### PASSAGE TO READ

In many domains, these labels are expensive, noisy, delayed, proprietary, or simply unavailable. But the graphs themselves often contain a huge amount of structure. The arrangement of nodes and edges, the local neighborhoods, the repeated motifs, the hierarchy, and the global shape all provide signals.
The promise of self-supervised learning
Self-supervised learning tries to use those signals. Instead of requiring humans to label every example, the model creates a training task from the data itself.
For images, a self-supervised model might hide part of an image and learn to infer something about the missing region. For text, a language model might hide or predict tokens. For graphs, the question becomes: what should the model predict, and in what space should it make that prediction?
A common self-supervised strategy for learning is reconstruction. Mask part of the input, then train a model to reconstruct what was removed. While this works well in some settings, graphs make reconstruction tricky.
Graphs are generally non-Euclidean, irregular, and heterogeneous, with no natural ordering of nodes. Two graphs can look different at the surface while expressing the same underlying structure. Conversely, small local changes may matter enormously in one context… but not at all in another.
If a model is trained to reconstruct low-level details too faithfully, it may learn to preserve incidental information rather than the abstract structure we care about. For many downstream tasks, we do not need a model that can reproduce every node feature or edge. We need a model that understands what the graph semantically means.
That is the intuition behind Joint-Embedding Predictive Architectures, or JEPAs.
What is a JEPA?
JEPAs learn by prediction, but not by reconstructing raw input. Instead, they work in what is called “representation space”. The model observes one part, or view, of the data: the context. It then tries to predict the embedding of another part: the target. In other words, the model does not ask:
> “Can I reconstruct the missing data exactly?”

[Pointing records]
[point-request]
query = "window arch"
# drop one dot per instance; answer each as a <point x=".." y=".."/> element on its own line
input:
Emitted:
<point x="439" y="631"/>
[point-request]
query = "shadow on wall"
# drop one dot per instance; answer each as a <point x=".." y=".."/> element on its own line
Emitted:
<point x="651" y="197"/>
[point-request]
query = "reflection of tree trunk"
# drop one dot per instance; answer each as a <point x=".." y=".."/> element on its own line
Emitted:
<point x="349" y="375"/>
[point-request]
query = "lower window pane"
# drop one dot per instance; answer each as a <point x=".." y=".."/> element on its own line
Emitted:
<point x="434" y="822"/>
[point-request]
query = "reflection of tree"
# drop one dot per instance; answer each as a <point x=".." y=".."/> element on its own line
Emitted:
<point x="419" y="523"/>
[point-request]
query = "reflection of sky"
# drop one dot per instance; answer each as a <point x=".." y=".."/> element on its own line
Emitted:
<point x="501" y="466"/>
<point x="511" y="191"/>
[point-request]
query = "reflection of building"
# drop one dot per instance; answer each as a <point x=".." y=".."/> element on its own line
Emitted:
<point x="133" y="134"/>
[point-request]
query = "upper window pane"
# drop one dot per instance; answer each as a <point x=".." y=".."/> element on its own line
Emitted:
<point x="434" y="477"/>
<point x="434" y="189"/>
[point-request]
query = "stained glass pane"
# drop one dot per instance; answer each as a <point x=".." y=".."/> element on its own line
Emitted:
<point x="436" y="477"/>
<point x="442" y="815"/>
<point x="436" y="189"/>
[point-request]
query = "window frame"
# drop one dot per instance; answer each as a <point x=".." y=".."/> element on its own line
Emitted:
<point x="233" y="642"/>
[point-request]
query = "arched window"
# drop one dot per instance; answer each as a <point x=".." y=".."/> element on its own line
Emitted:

### CHALLENGES
1) Please identify every line of the records that contains the string "query", and copy each of those lines in full. Case counts.
2) Carry on the passage about self-supervised learning on graphs from the point where it stops, writing its next part.

### ANSWER SET
1)
query = "window arch"
query = "shadow on wall"
query = "reflection of tree trunk"
query = "lower window pane"
query = "reflection of tree"
query = "reflection of sky"
query = "reflection of building"
query = "upper window pane"
query = "stained glass pane"
query = "window frame"
query = "arched window"

2)
Instead, it asks:
> “Given this context, can I predict the representation of the missing part?”
This distinction is important. Predicting in embedding space (specialized, dense, and continuous representation space where distance and direction carry semantic meaning) encourages the model to capture higher-level regularities, allowing it to ignore details that are hard to reconstruct but irrelevant to the task, while preserving information that helps explain how different parts of the data relate. This gives JEPAs an appealing middle ground.
Contrastive methods often require carefully designed augmentations and negative samples. Generative methods often require reconstructing detailed input data.
JEPAs aim to avoid the pitfalls of both contrastive and generative methods, instead learning by predicting latent representations.
Graph-JEPA adapts this idea to graphs, unlocking joint-embedding predictive architectures for graph-level representation learning. The result is a graph-level representation that can be used for downstream tasks, such as classification or regression, without needing to train the entire model from scratch on a large labeled dataset.
How Graph-JEPA works
This section is where things get technical. Feel free to skip ahead if you aren’t interested in hearing about the underlying process by which Graph-JEPA works.The core approach
The following key steps make Graph-JEPA work:
→
Split a graph into subgraphs. The input graph is partitioned into smaller graph “patches,” somewhat like splitting an image into patches for a Vision Transformer. In the paper, this is done using graph partitioning, followed by a local neighborhood expansion so that subgraphs retain useful context.→
Encode each subgraph. A graph neural network produces an embedding for each subgraph. Positional information is also added, so the model has some sense of where each subgraph sits within the overall graph.→
Choose a context and targets. At each training step, one subgraph is treated as the context, and other subgraphs are treated as targets.→
Predict target representations from context. The model uses a predictor network to infer the latent representation of target subgraphs from the context subgraph and positional information.→
Pool subgraph representations into a graph representation. After training, the learned subgraph representations can be aggregated into a single embedding for the whole graph.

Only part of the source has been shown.